(Referring expression pointing data)

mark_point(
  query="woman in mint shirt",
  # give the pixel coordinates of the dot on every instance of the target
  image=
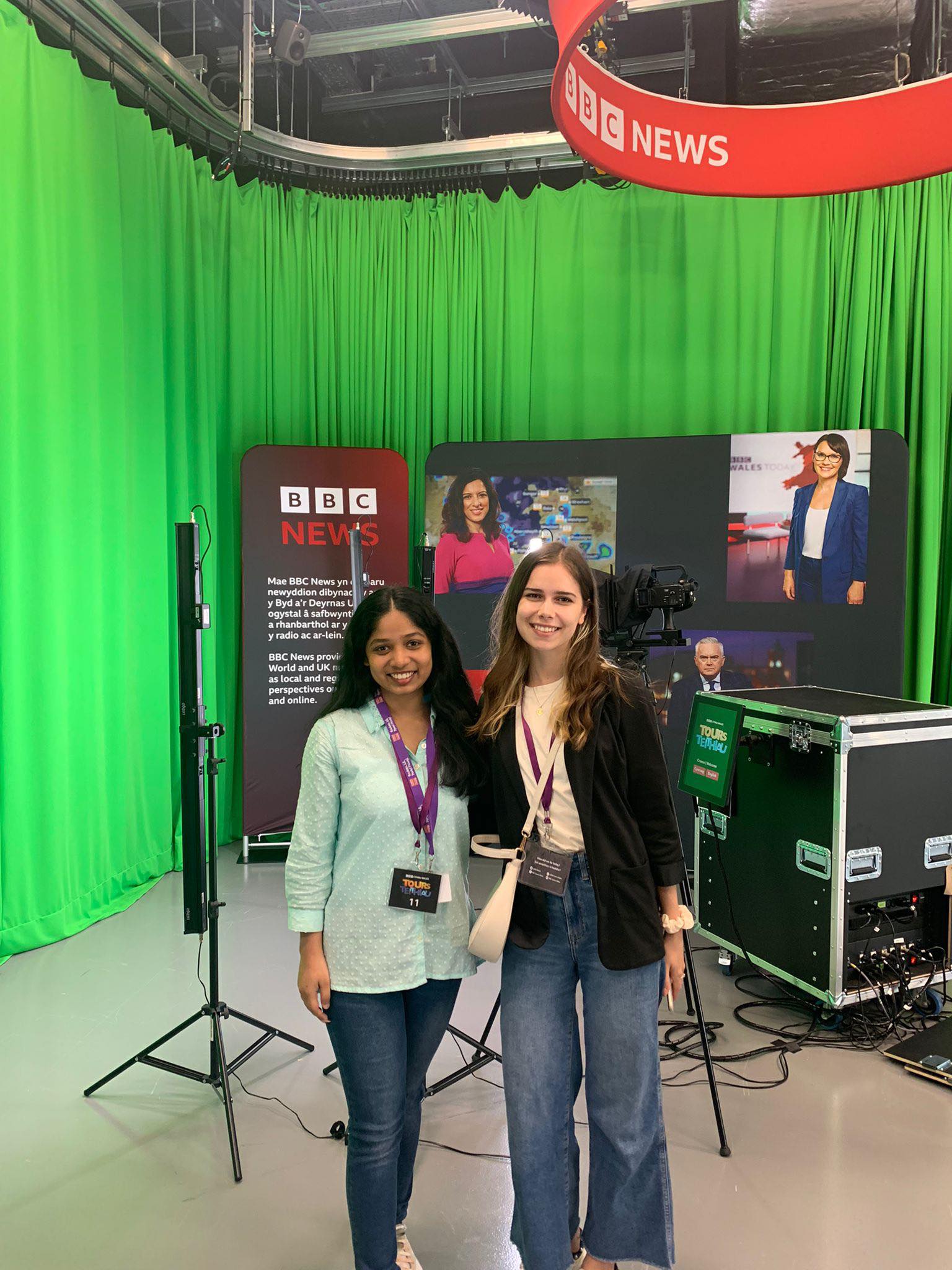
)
(376, 883)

→ What is required: Each entry is to be given again exactly as it stands, with its pictures removed.

→ Task output:
mark_point(
  query="woman in mint shirt",
  # give the pixel coordinates of the dot on every instance of the target
  image=
)
(376, 883)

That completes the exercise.